Input material
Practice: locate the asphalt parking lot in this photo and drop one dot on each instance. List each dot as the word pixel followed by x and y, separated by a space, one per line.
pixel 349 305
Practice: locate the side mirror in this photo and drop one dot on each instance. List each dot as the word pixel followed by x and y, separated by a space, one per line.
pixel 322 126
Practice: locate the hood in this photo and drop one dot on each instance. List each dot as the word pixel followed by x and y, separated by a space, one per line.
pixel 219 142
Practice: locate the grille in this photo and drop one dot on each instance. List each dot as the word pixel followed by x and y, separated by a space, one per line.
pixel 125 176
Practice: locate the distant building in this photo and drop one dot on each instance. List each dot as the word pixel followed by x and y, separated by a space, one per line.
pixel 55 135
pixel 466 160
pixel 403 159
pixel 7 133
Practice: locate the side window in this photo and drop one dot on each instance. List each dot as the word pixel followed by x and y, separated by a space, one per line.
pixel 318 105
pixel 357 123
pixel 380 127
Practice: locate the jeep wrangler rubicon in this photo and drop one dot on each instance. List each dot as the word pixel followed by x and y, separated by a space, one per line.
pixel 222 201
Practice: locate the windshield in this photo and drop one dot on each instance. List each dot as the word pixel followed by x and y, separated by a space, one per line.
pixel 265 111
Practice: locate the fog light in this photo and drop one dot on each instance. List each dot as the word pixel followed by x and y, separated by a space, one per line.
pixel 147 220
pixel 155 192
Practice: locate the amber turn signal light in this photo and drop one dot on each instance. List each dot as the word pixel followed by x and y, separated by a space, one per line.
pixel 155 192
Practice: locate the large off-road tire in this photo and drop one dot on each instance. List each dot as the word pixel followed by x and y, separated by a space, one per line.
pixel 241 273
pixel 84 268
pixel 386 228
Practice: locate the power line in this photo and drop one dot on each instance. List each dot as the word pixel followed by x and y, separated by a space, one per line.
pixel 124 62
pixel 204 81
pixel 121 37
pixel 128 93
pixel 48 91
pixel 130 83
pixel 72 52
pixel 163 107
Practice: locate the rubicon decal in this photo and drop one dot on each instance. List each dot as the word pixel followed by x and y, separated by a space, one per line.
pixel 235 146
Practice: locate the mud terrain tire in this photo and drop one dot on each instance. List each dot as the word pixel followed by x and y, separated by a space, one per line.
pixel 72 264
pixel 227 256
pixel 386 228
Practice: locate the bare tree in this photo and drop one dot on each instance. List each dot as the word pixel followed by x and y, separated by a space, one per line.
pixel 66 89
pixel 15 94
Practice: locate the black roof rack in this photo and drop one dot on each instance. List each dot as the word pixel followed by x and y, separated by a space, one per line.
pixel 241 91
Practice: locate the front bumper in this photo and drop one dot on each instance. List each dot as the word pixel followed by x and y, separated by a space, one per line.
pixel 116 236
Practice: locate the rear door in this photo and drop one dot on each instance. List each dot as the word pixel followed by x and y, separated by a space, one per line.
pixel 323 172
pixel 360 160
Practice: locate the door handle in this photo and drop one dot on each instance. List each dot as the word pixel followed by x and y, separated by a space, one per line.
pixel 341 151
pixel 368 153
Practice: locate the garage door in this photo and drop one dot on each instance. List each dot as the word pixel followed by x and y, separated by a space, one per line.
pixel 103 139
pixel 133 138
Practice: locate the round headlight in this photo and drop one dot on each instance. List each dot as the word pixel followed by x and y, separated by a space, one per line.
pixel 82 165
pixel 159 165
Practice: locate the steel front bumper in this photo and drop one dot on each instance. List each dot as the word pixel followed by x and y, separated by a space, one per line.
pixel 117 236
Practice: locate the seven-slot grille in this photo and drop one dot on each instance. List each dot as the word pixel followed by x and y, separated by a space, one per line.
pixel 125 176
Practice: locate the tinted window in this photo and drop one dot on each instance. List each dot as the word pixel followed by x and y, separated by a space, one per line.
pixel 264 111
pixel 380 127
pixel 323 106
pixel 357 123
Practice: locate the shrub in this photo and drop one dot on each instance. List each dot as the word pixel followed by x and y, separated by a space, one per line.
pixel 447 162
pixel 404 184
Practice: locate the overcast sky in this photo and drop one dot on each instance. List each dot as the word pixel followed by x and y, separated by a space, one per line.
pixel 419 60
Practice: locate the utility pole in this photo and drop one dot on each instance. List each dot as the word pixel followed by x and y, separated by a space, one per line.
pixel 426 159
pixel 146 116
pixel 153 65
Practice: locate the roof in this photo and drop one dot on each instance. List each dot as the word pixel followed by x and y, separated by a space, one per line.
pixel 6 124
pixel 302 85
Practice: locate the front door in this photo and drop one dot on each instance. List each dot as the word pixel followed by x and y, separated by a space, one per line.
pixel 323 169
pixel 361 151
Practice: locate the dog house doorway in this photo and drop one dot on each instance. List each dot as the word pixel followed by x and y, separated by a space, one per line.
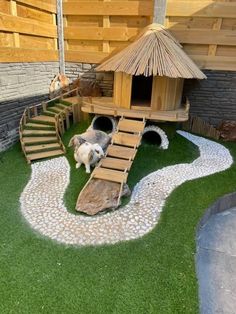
pixel 141 93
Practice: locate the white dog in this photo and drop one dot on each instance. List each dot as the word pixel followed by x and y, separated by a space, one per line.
pixel 88 154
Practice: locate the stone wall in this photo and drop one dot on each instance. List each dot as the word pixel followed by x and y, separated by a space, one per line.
pixel 213 99
pixel 21 85
pixel 84 70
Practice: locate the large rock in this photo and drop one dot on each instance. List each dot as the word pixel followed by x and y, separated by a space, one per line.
pixel 228 130
pixel 99 195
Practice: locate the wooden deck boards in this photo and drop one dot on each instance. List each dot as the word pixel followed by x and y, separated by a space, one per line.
pixel 105 106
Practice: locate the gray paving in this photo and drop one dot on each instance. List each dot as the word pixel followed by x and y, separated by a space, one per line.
pixel 216 264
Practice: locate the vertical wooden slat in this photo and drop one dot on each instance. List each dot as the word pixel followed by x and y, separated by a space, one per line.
pixel 106 24
pixel 126 91
pixel 216 26
pixel 16 36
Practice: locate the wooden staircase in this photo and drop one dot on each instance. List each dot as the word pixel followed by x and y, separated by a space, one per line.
pixel 41 128
pixel 120 153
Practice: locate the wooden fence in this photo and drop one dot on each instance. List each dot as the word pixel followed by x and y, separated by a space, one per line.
pixel 28 31
pixel 207 29
pixel 93 29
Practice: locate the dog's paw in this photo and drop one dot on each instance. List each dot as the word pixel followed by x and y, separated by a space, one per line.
pixel 77 166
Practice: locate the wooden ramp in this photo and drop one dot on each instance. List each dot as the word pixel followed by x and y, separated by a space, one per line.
pixel 120 154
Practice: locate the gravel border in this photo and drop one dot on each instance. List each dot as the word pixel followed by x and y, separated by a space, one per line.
pixel 43 207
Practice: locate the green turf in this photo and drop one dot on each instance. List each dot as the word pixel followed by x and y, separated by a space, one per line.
pixel 154 274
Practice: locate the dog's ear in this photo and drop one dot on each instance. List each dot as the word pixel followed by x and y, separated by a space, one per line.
pixel 76 141
pixel 90 155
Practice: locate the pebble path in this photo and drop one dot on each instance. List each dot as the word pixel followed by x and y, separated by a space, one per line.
pixel 43 207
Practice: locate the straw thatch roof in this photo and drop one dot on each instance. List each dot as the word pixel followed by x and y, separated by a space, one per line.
pixel 154 52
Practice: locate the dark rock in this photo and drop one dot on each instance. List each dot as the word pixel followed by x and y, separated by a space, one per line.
pixel 99 195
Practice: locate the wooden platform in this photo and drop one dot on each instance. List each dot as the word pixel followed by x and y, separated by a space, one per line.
pixel 105 106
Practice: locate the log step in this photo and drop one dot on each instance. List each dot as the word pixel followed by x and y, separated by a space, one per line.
pixel 42 147
pixel 55 109
pixel 44 120
pixel 38 126
pixel 115 163
pixel 40 139
pixel 121 152
pixel 42 155
pixel 110 175
pixel 126 139
pixel 132 126
pixel 38 133
pixel 49 113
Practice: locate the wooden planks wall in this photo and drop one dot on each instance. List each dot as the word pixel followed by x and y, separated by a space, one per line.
pixel 95 28
pixel 28 31
pixel 206 28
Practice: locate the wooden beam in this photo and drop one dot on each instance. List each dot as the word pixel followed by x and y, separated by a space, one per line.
pixel 85 56
pixel 49 5
pixel 205 36
pixel 215 62
pixel 27 55
pixel 16 36
pixel 159 11
pixel 100 33
pixel 9 23
pixel 128 8
pixel 106 24
pixel 201 8
pixel 60 34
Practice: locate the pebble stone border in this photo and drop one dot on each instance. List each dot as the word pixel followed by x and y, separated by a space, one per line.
pixel 43 207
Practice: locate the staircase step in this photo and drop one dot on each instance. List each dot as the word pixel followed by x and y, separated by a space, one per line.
pixel 110 175
pixel 55 109
pixel 115 163
pixel 42 147
pixel 70 100
pixel 44 120
pixel 40 140
pixel 35 156
pixel 38 132
pixel 132 126
pixel 61 106
pixel 126 139
pixel 121 152
pixel 38 126
pixel 49 113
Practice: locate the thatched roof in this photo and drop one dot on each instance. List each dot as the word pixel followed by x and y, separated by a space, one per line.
pixel 154 52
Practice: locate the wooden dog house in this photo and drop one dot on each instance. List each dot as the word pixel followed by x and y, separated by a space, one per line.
pixel 148 78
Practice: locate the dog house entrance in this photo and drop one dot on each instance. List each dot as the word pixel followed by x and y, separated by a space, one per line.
pixel 141 91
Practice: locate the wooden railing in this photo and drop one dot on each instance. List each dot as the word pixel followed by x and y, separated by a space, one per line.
pixel 34 111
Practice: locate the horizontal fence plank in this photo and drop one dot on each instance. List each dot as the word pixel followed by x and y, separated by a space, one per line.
pixel 9 23
pixel 27 55
pixel 100 33
pixel 130 8
pixel 201 8
pixel 49 5
pixel 217 37
pixel 215 62
pixel 85 56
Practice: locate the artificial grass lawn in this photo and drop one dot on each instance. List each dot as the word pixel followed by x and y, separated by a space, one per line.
pixel 154 274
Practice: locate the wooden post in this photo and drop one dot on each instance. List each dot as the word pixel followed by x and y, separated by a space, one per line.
pixel 159 11
pixel 60 37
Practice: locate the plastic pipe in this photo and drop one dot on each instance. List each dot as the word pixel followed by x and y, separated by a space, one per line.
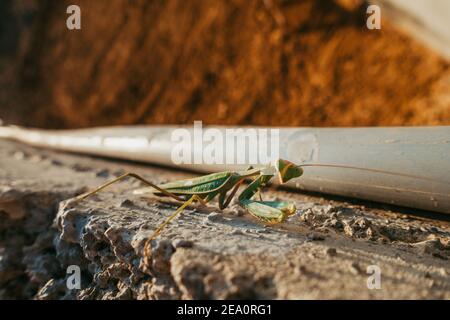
pixel 419 151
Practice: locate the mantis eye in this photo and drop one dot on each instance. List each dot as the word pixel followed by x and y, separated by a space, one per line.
pixel 287 170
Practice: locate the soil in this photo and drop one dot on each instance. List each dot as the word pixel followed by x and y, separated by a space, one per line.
pixel 283 63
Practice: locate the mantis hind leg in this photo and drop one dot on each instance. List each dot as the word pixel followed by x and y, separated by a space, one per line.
pixel 147 247
pixel 120 178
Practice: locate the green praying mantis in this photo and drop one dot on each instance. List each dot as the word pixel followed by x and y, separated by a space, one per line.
pixel 224 185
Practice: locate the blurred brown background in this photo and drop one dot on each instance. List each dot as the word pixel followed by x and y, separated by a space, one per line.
pixel 261 62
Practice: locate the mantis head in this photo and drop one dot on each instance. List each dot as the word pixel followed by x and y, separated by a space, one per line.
pixel 287 170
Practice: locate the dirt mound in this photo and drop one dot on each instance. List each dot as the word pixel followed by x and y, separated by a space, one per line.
pixel 306 63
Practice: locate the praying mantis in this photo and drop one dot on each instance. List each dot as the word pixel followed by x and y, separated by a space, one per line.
pixel 224 185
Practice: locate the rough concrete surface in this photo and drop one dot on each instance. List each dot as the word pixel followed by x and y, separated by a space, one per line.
pixel 321 252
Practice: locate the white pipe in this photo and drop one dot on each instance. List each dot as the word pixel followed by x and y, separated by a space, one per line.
pixel 419 151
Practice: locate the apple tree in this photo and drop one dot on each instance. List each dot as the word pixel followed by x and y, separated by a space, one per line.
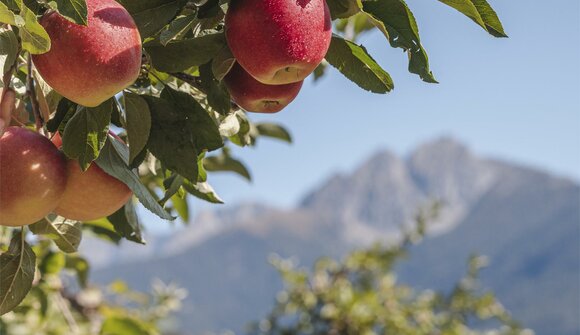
pixel 105 104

What the task asks
The lines from the one containing "Practice: locate the apple" through the end of the data above are to be copied exactly, both ends included, and pictures are to be omitted.

Written response
Practice: locate the apple tree in this photo and drop one dot on each instance. List each dot as the word pixel followed by x and y, separated by a space, one per line.
pixel 105 104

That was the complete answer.